___ Document text
While at Gordon, I mentored student leaders and took groups on mission trips to Memphis, Tennessee. An extended period of time away from my Japan ministry context, it was a chance to slow down, reflect, and assess the previous term of ministry. I focused more on family and my need to develop healthy boundaries to discover my own identity. Counseling and spiritual direction helped heal my soul and gave me the courage to dream of a preferred future. I took the bold step of starting a doctoral program at Bethel University. It was ten years since I’d finished seminary and studying was hard work. My first class featured a battery of assessment tests and an assignment to take a hard look at my life in ministry. It was painfully insightful as it highlighted my need to verbalize my emotions and helped me look at unhealthy patterns and habits.
We returned to Japan in the summer of 2010, and a year later I launched Three Stream Ministries (TSM) to come alongside pastoral couples to listen together to what God might be saying to them. The desire of TSM was for these couples to be whole, holy, and missional. And its focus was to help ministers of the gospel have healthy souls that integrate the will, mind, and body.2 TSM includes practical exercises in self-care, spiritual formation, and leadership development. In launching a new ministry, I was again alone, but not for long: I developed an advisory team and found several mentors and a spiritual director.
The triple disaster of March 2011 took my small vision and greatly expanded it. I had planned to serve two couples a year for two years, but instead in 2011–2012, I worked with CRASH Japan, Churches Helping Churches, and Asian Access to serve 100 pastors and their families. I had greatly underestimated the need for clergy care. My wife and I moved to Sendai in 2013, to be centrally located in Tohoku. I partnered with a Japanese pastor with a similar vision and used my seminary training to help the Disaster Response Church Network (DRCnet) train disaster-response chaplains to provide emotional and spiritual care to disaster survivors and caregivers.
______
• _Activity_:
Reproduce the section of the ministry account above starting at "We returned to" and ending at "a spiritual director.", word for word.
___ Records supplied
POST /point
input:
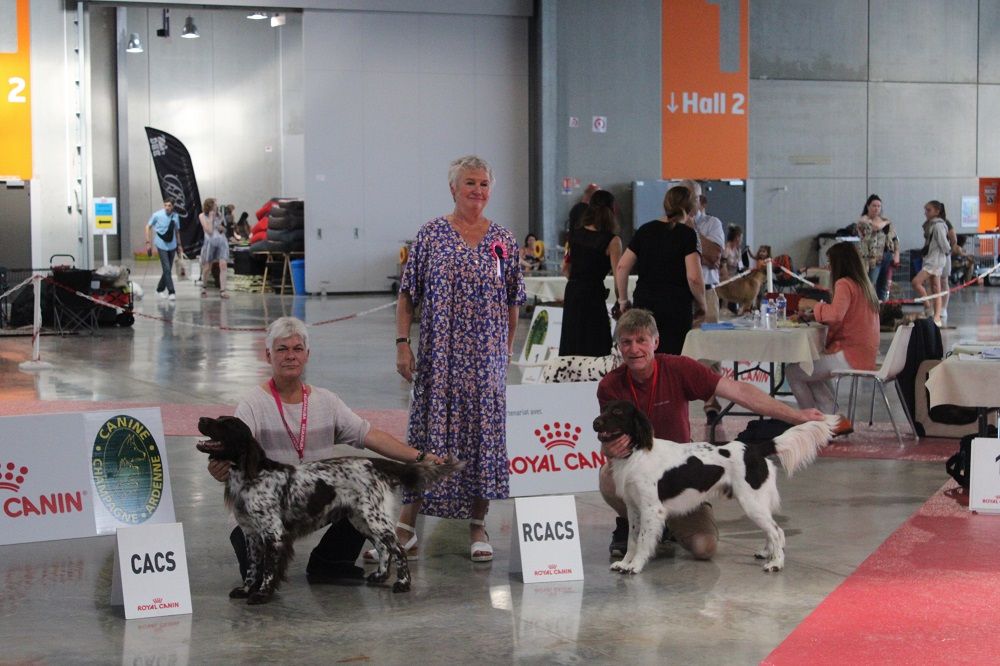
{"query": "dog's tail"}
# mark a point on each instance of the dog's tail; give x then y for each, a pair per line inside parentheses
(797, 447)
(417, 476)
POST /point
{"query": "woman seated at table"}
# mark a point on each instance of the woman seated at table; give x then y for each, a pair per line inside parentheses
(852, 337)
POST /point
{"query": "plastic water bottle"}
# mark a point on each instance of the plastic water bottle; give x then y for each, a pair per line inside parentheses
(781, 305)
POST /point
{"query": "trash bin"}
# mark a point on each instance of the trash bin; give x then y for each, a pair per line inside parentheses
(298, 267)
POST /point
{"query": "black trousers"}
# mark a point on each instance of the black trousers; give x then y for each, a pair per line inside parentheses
(338, 549)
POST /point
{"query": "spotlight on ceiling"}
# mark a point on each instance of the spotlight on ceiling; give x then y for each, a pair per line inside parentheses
(134, 44)
(190, 31)
(165, 30)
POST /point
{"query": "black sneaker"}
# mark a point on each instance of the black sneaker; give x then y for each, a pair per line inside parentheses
(619, 538)
(337, 575)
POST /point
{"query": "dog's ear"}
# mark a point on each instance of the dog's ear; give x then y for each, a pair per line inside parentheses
(642, 430)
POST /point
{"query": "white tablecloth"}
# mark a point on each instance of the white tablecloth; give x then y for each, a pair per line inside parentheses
(965, 382)
(552, 288)
(801, 345)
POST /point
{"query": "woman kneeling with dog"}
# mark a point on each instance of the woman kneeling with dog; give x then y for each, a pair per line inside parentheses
(295, 423)
(852, 338)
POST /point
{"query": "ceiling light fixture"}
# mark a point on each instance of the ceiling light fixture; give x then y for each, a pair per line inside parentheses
(134, 44)
(190, 31)
(165, 30)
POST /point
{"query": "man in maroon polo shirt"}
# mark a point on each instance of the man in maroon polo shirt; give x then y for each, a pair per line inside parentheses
(661, 386)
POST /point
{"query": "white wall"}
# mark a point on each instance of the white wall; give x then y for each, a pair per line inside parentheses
(219, 94)
(390, 100)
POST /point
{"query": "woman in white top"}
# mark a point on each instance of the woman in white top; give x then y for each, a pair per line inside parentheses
(215, 248)
(936, 253)
(283, 409)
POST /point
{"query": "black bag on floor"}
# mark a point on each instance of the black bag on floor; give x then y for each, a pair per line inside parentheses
(958, 465)
(762, 430)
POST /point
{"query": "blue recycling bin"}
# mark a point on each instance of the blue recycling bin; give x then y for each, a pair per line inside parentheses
(298, 267)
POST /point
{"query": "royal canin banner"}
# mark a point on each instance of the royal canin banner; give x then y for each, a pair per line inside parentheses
(45, 490)
(82, 474)
(551, 444)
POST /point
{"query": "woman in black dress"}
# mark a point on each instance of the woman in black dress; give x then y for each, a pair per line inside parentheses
(664, 253)
(594, 248)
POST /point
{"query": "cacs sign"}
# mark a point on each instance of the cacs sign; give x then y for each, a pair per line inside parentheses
(551, 446)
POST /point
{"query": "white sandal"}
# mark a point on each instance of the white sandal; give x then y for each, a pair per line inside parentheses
(370, 556)
(482, 547)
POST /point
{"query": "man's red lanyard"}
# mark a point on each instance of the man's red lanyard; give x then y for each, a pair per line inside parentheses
(652, 391)
(298, 444)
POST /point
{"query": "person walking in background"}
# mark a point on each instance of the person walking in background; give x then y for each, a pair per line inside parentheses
(530, 261)
(936, 252)
(879, 245)
(594, 248)
(664, 253)
(215, 248)
(167, 225)
(852, 337)
(577, 211)
(464, 274)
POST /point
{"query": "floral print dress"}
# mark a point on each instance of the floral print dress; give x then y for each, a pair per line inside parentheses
(459, 402)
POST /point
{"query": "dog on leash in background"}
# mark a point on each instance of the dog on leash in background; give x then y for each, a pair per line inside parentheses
(661, 478)
(744, 291)
(275, 504)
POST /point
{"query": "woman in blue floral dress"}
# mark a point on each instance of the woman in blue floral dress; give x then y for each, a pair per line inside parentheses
(463, 272)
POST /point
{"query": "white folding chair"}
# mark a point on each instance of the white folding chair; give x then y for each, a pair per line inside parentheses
(892, 365)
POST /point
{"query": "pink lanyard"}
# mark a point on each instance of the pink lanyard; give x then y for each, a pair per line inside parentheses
(298, 444)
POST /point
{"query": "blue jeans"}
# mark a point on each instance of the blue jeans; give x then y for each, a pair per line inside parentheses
(167, 264)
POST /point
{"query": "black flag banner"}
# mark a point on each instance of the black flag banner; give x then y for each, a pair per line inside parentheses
(175, 172)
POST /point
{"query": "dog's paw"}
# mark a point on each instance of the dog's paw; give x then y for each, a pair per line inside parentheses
(377, 576)
(773, 565)
(239, 593)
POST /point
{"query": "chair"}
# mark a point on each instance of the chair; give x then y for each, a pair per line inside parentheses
(70, 312)
(892, 365)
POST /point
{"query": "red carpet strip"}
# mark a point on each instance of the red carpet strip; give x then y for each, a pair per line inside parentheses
(929, 595)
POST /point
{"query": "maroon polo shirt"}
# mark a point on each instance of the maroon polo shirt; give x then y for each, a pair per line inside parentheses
(679, 381)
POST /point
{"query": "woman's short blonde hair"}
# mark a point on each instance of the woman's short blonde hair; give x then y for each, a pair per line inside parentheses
(286, 327)
(468, 163)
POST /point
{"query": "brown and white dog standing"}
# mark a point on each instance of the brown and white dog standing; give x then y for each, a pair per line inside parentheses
(661, 478)
(275, 504)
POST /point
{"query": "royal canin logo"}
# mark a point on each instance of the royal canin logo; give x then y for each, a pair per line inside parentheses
(12, 476)
(551, 436)
(558, 434)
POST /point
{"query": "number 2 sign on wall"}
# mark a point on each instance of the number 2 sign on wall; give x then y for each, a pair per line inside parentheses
(15, 93)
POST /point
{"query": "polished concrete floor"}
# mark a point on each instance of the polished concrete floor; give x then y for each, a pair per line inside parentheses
(54, 596)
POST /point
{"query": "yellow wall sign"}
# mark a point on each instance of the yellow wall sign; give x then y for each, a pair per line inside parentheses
(15, 97)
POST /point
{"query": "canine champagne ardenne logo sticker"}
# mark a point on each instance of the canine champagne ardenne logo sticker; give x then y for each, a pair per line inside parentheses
(127, 469)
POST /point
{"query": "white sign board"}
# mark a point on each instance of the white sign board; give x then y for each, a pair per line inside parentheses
(551, 443)
(105, 216)
(150, 571)
(984, 476)
(64, 476)
(545, 539)
(45, 490)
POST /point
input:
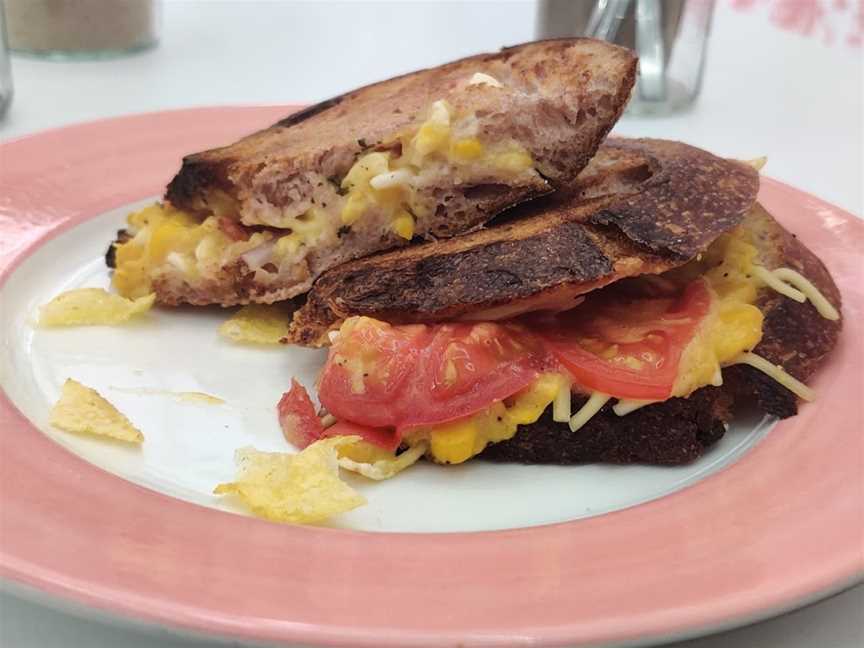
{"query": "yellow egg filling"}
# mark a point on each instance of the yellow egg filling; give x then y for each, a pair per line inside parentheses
(458, 441)
(384, 181)
(734, 324)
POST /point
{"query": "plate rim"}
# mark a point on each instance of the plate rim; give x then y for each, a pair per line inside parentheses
(22, 562)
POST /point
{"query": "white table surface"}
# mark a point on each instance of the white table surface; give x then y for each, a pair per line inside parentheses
(768, 91)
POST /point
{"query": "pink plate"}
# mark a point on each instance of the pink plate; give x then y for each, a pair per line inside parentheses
(779, 527)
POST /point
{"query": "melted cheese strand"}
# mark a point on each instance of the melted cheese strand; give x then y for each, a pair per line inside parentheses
(771, 280)
(561, 408)
(385, 469)
(777, 373)
(757, 163)
(811, 292)
(588, 410)
(624, 406)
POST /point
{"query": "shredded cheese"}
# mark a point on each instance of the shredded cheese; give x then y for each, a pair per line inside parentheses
(588, 410)
(811, 292)
(624, 406)
(481, 78)
(757, 163)
(561, 409)
(385, 469)
(771, 280)
(801, 289)
(777, 373)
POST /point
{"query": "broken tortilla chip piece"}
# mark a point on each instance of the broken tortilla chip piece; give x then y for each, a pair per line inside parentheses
(257, 324)
(83, 410)
(378, 468)
(92, 306)
(302, 488)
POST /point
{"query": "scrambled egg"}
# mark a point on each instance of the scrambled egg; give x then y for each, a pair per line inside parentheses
(460, 440)
(92, 306)
(257, 324)
(374, 463)
(302, 488)
(382, 184)
(384, 181)
(83, 410)
(165, 237)
(734, 324)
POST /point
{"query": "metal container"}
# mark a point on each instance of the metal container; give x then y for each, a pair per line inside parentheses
(669, 36)
(82, 29)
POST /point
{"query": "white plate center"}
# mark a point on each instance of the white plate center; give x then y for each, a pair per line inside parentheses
(189, 445)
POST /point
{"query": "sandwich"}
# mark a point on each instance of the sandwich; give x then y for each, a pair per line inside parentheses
(621, 321)
(428, 155)
(493, 277)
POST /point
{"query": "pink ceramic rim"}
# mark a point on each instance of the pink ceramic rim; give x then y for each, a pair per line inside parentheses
(780, 526)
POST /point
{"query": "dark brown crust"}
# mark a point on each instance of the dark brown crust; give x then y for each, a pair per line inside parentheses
(589, 78)
(680, 430)
(546, 245)
(674, 432)
(670, 216)
(794, 336)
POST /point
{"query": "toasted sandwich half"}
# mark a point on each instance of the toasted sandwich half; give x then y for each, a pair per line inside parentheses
(431, 154)
(621, 324)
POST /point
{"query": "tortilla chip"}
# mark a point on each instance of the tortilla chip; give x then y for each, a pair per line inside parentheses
(92, 306)
(83, 410)
(302, 488)
(257, 324)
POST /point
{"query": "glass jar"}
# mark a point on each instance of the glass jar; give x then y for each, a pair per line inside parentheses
(669, 36)
(82, 29)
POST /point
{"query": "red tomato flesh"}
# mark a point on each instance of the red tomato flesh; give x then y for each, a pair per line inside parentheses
(300, 424)
(386, 379)
(624, 346)
(402, 377)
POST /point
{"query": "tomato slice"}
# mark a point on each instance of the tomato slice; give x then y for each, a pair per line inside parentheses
(297, 417)
(626, 346)
(402, 377)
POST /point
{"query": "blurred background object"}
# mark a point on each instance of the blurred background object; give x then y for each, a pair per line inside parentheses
(5, 68)
(84, 29)
(670, 36)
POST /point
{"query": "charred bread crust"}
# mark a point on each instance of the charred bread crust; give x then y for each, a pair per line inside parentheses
(679, 430)
(681, 212)
(795, 336)
(546, 245)
(671, 433)
(561, 98)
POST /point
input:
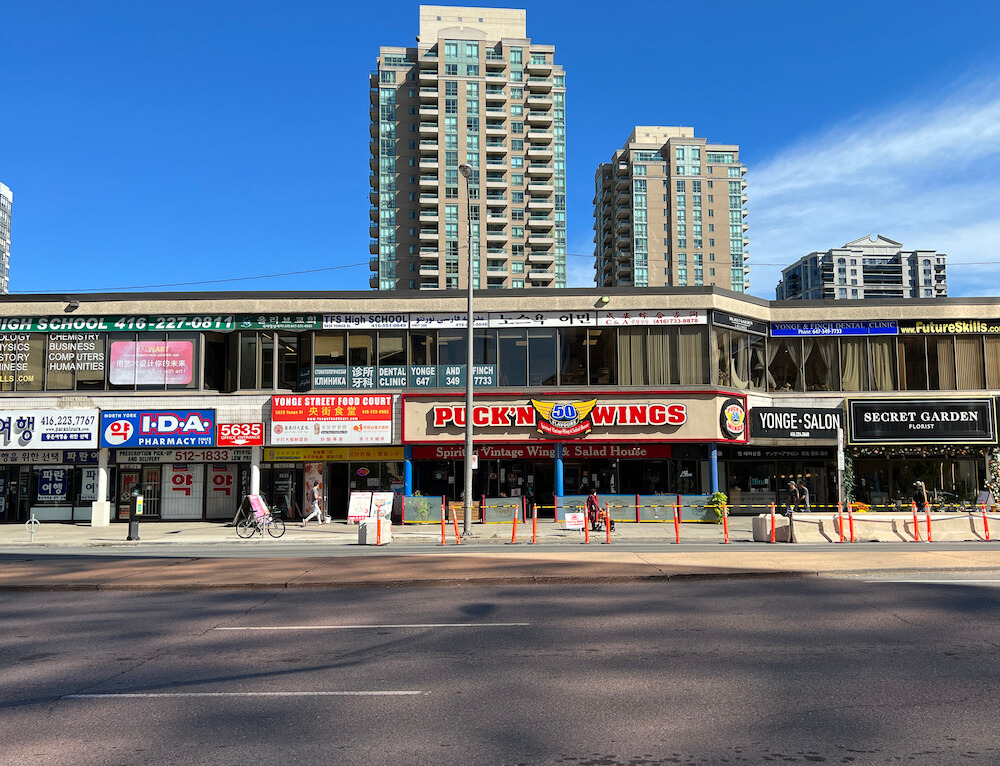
______
• _Result of the task_:
We returned to Japan in the summer of 2010, and a year later I launched Three Stream Ministries (TSM) to come alongside pastoral couples to listen together to what God might be saying to them. The desire of TSM was for these couples to be whole, holy, and missional. And its focus was to help ministers of the gospel have healthy souls that integrate the will, mind, and body.2 TSM includes practical exercises in self-care, spiritual formation, and leadership development. In launching a new ministry, I was again alone, but not for long: I developed an advisory team and found several mentors and a spiritual director.